SEH overwrites — on 32-bit windows, the structured exception handler chain lived on the stack. corrupting it gave a different execution path that historically bypassed stack canaries. on x64 windows, SEH is table-based rather than stack-based, which changes the technique entirely.
heap exploitation — the heap has completely different allocation mechanics (windows uses the segment heap). use-after-free, heap overflow, and double-free bugs require understanding the allocator internals. more complex than stack overflows but extremely common in modern CVEs.
format string bugs — printf(user_string) where user_string is attacker-controlled. %n writes to memory. %p/%x leak stack contents. a single format string bug can give you arbitrary read and arbitrary write.
integer overflow as an enabler — a size calculation that overflows (count * sizeof(item) wraps around) leads to an undersized allocation that gets overflowed by the actual data. this is how many real heap overflow CVEs work.
kernel exploitation — everything above applies in ring 0, plus you get to bypass process isolation entirely if it works. different debugging setup, patchguard, hvci on modern systems. the techniques overlap.

EXERCISE AIM —
Write out the part of the exploitation notes above word for word, starting at "kernel exploitation —" and ending at "the techniques overlap.".

DATA SECTION —

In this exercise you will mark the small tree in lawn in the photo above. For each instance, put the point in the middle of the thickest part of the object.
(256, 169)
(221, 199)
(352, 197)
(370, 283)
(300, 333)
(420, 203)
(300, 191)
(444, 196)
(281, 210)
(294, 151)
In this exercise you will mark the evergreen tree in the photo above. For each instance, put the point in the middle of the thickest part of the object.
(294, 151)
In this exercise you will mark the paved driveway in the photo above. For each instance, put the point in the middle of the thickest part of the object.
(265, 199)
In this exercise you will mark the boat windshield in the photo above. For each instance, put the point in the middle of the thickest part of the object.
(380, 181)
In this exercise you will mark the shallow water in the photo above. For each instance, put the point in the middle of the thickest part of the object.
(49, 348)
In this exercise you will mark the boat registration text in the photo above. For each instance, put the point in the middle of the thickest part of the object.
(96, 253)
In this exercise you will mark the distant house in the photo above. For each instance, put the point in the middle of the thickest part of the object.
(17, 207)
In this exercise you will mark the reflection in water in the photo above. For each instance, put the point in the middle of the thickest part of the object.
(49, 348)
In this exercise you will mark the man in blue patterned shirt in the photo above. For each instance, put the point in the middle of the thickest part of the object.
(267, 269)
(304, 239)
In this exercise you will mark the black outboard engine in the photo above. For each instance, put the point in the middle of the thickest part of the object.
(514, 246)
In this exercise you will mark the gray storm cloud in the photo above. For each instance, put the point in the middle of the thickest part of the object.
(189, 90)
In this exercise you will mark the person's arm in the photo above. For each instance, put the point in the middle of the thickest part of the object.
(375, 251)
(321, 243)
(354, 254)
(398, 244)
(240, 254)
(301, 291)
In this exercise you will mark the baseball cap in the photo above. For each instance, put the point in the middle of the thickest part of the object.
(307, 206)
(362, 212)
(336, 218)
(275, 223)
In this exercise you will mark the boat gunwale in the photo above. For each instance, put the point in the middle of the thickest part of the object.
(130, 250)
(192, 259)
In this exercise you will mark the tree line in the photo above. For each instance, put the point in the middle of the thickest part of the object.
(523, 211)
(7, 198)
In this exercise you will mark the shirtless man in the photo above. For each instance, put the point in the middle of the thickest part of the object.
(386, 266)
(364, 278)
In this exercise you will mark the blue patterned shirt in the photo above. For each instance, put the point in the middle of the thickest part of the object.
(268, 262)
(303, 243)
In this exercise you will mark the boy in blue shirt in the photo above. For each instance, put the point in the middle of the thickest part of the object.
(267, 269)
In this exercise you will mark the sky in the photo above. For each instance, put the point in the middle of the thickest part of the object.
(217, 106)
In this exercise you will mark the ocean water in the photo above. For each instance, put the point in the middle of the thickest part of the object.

ANSWER IN FULL —
kernel exploitation — everything above applies in ring 0, plus you get to bypass process isolation entirely if it works. different debugging setup, patchguard, hvci on modern systems. the techniques overlap.